### Reading text
····················

Nearly 2 million people live above these aquifers, which provide drinking water and irrigation for crops in numerous states, the researchers said.
"Uranium is a widespread contaminant. And we are creating this problem by producing a primary contaminant that leads to a secondary one," study author Karrie Weber, an assistant professor of biological, earth and atmospheric sciences at the University of Nebraska-Lincoln, said in a university news release.
"These two aquifers are economically important -- they play a significant role in feeding the nation -- but they're also important for health. What's the point of having water if you can't drink it or use it for irrigation?" Weber said.
The study team took about 275,000 groundwater samples from the aquifers. They found that 78 percent of the uranium-contaminated sites were associated with the presence of nitrate, a common contaminant that comes mainly from chemical fertilizers and farm animal waste.

····················

### Requirement
Pick up the article on uranium contamination in the aquifers and continue it after its final sentence.

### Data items
····················

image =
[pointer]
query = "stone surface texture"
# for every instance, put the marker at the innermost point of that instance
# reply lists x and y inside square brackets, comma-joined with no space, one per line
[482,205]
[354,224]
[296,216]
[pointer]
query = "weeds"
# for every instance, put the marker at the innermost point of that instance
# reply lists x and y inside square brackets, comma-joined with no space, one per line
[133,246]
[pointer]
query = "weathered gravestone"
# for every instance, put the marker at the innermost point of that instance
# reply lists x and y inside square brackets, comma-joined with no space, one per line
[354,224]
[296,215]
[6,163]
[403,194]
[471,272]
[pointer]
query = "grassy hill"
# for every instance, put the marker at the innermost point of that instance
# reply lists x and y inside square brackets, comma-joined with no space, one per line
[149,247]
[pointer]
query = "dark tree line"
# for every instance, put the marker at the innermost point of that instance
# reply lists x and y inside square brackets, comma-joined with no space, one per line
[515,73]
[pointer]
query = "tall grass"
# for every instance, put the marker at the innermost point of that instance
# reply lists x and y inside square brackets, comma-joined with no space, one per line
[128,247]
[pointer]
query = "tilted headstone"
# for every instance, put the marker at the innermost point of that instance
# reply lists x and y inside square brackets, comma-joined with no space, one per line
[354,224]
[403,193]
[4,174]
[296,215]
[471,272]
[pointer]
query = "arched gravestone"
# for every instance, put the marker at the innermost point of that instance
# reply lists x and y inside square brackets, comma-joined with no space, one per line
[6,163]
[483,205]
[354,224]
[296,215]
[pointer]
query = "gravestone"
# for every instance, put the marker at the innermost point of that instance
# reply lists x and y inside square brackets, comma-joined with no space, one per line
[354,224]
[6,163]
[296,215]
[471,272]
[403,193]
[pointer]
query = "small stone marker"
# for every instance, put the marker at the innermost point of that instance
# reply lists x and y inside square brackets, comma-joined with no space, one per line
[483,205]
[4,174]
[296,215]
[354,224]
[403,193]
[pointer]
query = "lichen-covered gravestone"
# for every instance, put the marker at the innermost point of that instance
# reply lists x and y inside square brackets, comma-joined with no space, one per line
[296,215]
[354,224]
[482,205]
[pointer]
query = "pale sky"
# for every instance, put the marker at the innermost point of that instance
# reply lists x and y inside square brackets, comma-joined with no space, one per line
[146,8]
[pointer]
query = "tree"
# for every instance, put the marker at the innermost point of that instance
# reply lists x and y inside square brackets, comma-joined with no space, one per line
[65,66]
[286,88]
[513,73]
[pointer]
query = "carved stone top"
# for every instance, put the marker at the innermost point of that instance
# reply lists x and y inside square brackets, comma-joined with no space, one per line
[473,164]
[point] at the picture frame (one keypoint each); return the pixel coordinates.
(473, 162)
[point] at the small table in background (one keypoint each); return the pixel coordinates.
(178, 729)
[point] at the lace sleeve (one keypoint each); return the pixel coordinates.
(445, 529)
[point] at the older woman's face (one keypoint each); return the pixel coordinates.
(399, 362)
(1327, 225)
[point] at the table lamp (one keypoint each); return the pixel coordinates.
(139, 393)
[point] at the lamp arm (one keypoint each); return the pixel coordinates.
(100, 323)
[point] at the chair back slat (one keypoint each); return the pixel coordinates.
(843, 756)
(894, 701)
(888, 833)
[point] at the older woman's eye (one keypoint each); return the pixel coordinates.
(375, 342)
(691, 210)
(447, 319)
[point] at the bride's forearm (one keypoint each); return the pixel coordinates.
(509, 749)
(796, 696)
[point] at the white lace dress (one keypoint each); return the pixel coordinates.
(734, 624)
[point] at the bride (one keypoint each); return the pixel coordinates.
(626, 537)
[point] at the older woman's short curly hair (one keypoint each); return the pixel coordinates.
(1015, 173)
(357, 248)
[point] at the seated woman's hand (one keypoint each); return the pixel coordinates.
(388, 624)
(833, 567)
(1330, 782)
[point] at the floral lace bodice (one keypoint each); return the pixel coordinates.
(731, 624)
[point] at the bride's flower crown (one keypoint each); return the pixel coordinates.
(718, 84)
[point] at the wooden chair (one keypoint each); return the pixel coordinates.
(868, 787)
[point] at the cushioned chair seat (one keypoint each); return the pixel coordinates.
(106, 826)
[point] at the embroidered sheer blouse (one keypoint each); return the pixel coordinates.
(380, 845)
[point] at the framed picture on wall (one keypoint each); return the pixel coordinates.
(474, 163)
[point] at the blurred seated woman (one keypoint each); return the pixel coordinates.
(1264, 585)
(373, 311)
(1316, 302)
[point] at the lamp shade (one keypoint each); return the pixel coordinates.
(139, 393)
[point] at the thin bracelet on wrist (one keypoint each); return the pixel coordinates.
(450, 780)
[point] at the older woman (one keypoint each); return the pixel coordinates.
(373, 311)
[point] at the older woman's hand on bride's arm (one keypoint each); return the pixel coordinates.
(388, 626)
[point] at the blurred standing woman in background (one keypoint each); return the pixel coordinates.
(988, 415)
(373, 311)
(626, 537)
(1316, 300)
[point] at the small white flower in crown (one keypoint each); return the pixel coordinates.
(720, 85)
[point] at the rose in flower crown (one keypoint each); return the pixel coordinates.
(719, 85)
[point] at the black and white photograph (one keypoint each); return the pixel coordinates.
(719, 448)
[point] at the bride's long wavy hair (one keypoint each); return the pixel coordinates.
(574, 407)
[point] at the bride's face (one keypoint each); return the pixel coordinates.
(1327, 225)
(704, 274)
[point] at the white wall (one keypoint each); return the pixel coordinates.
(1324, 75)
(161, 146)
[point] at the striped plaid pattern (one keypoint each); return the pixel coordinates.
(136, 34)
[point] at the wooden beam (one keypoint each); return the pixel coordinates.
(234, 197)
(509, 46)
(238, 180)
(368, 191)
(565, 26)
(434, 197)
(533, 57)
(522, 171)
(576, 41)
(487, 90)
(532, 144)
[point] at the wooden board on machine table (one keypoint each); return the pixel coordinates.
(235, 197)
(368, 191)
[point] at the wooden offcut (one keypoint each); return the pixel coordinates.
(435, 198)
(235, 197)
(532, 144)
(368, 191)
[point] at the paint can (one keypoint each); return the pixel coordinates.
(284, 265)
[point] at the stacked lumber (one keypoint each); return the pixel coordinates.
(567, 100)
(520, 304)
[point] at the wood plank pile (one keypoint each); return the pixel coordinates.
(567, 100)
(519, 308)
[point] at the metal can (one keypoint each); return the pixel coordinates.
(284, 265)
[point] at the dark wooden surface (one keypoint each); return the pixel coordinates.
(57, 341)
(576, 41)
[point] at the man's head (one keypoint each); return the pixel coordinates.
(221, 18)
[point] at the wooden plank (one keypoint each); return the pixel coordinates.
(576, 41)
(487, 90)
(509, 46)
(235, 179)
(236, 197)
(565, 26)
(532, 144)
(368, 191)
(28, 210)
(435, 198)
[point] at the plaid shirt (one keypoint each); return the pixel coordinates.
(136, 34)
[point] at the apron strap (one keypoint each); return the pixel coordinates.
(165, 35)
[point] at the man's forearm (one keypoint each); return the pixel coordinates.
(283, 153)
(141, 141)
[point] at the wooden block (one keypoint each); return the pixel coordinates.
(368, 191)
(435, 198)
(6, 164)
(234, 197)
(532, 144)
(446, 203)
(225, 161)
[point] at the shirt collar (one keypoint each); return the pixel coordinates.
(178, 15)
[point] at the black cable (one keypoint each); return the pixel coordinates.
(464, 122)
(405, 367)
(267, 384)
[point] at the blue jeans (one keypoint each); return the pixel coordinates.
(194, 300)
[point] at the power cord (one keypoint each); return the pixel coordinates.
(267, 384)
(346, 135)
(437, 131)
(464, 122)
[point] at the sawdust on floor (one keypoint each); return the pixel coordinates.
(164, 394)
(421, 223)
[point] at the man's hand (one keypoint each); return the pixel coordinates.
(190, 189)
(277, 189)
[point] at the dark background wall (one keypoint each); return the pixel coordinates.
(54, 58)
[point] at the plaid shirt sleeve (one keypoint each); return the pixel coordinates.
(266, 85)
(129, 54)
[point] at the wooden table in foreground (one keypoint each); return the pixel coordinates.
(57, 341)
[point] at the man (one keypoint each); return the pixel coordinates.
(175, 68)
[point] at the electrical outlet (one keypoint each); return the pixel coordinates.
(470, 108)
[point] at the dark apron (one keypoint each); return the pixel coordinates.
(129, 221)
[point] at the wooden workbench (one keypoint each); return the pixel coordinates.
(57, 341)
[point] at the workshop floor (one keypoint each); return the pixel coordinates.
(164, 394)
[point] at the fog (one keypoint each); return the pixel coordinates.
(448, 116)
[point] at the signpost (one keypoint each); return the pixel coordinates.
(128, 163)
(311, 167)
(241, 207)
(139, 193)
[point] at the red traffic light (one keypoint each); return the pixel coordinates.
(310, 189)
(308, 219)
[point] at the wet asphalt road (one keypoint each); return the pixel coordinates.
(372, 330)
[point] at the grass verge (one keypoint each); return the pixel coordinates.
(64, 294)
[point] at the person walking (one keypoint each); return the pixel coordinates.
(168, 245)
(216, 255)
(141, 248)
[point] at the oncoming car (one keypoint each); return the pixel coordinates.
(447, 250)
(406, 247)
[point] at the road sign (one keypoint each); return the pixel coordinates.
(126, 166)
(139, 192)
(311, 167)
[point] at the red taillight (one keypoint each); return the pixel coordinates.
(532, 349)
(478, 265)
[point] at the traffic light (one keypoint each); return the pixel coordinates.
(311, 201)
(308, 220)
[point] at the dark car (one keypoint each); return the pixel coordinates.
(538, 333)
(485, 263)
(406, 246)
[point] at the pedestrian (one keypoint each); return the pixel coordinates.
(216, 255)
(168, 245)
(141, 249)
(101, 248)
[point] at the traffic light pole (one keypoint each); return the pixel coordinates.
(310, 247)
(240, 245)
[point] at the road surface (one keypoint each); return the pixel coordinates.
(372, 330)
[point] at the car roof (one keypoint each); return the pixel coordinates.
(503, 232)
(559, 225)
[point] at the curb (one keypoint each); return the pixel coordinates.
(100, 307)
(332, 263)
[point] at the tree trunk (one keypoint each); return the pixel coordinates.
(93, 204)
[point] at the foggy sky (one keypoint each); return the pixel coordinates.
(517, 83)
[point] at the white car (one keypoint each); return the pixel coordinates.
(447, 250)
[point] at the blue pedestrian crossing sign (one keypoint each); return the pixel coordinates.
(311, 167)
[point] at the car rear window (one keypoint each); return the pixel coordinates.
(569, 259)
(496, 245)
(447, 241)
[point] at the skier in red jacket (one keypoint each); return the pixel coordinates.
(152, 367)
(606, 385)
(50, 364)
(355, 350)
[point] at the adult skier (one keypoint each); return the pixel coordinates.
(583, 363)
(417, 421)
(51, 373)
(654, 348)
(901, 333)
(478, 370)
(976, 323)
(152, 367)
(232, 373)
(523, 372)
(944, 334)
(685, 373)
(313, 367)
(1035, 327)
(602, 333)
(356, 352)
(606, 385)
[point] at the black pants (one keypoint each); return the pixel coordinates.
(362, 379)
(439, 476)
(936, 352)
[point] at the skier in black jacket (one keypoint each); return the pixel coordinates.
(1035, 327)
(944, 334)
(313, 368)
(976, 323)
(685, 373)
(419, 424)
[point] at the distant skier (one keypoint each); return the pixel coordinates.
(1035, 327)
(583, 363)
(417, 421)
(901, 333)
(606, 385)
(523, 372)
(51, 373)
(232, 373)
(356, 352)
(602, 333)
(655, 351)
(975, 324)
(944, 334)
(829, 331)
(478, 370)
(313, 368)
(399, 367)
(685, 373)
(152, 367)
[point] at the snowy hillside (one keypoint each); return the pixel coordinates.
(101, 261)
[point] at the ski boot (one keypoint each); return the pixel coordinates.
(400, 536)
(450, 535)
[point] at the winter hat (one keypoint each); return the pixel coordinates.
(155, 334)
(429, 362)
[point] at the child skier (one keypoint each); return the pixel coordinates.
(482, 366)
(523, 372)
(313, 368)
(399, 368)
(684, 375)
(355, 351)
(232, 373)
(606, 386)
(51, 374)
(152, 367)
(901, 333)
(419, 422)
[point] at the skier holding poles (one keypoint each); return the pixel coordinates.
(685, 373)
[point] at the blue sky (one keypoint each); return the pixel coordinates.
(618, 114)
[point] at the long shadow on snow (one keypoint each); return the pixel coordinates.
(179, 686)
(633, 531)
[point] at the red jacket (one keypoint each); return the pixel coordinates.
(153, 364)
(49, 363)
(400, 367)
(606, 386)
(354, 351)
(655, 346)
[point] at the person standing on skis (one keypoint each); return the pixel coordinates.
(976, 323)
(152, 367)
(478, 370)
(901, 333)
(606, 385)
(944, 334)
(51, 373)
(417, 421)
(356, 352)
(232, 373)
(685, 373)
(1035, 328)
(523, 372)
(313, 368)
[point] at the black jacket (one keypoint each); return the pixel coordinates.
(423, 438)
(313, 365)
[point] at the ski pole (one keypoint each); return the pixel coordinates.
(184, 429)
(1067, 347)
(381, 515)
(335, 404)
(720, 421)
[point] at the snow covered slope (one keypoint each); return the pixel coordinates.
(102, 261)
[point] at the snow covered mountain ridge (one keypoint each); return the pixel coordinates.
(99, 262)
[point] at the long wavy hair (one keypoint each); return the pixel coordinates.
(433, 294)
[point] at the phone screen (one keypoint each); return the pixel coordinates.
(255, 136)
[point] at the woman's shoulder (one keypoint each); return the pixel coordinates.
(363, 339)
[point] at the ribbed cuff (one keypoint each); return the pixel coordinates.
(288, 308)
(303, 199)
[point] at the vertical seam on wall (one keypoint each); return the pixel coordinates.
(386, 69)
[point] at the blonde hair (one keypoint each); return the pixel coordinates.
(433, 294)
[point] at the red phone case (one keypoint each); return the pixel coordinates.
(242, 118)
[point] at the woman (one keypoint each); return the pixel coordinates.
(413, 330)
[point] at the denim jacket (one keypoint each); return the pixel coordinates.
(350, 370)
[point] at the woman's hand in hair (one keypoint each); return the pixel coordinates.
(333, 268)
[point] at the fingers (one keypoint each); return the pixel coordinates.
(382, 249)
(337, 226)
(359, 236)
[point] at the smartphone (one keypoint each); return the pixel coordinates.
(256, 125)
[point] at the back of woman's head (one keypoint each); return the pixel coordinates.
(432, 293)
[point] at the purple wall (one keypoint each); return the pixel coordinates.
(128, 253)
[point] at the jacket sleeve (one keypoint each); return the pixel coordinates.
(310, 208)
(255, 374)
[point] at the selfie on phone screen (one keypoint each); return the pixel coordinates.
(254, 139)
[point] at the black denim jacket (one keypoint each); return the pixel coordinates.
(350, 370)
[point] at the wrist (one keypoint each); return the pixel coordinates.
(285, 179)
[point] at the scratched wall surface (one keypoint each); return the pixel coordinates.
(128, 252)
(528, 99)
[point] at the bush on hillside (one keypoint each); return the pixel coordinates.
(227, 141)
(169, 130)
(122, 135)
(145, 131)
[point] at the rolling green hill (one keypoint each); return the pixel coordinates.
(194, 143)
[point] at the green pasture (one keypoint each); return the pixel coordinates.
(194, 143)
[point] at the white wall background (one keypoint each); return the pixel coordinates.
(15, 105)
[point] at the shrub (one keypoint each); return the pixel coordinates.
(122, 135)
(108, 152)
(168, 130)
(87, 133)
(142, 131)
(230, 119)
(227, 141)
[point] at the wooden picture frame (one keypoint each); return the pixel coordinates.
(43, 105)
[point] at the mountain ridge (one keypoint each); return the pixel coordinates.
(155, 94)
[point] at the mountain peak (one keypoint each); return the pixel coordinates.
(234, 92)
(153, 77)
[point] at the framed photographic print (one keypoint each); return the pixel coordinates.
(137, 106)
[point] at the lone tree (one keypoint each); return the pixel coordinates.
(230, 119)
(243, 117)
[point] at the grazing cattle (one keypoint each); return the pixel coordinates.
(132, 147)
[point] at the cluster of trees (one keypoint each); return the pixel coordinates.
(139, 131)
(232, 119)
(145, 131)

····················

### Response to the exercise
Through a series of bacterial and chemical reactions, nitrate releases naturally occurring uranium, making it soluble. This allows uranium to seep into the groundwater, the researchers explained.
The High Plains aquifer contains uranium concentrations up to 89 times the U.S. Environmental Protection Agency (EPA) standard. And, nitrate concentrations were up to 189 times greater than the EPA standards, the researchers reported. This aquifer provides water to eight states, the researchers said.
California's Central Valley aquifer contains uranium concentrations up to 180 times the EPA threshold. Nitrate concentrations were up to 34 times greater than the EPA threshold, the study revealed.
The study was published in the August issue of the journal Environmental Science and Technology Letters.
Previous studies have suggested that long-term consumption of uranium-contaminated water may be associated with increased risk of kidney damage and high blood pressure. Research has also shown that food crops can accumulate uranium when irrigated with water that contains high concentrations of the substance, the study authors said.
"We hope that this study serves as a catalyst to get other people interested in this issue," Weber said. The researchers added they were limited by the data that had been collected, and because uranium isn't often monitored.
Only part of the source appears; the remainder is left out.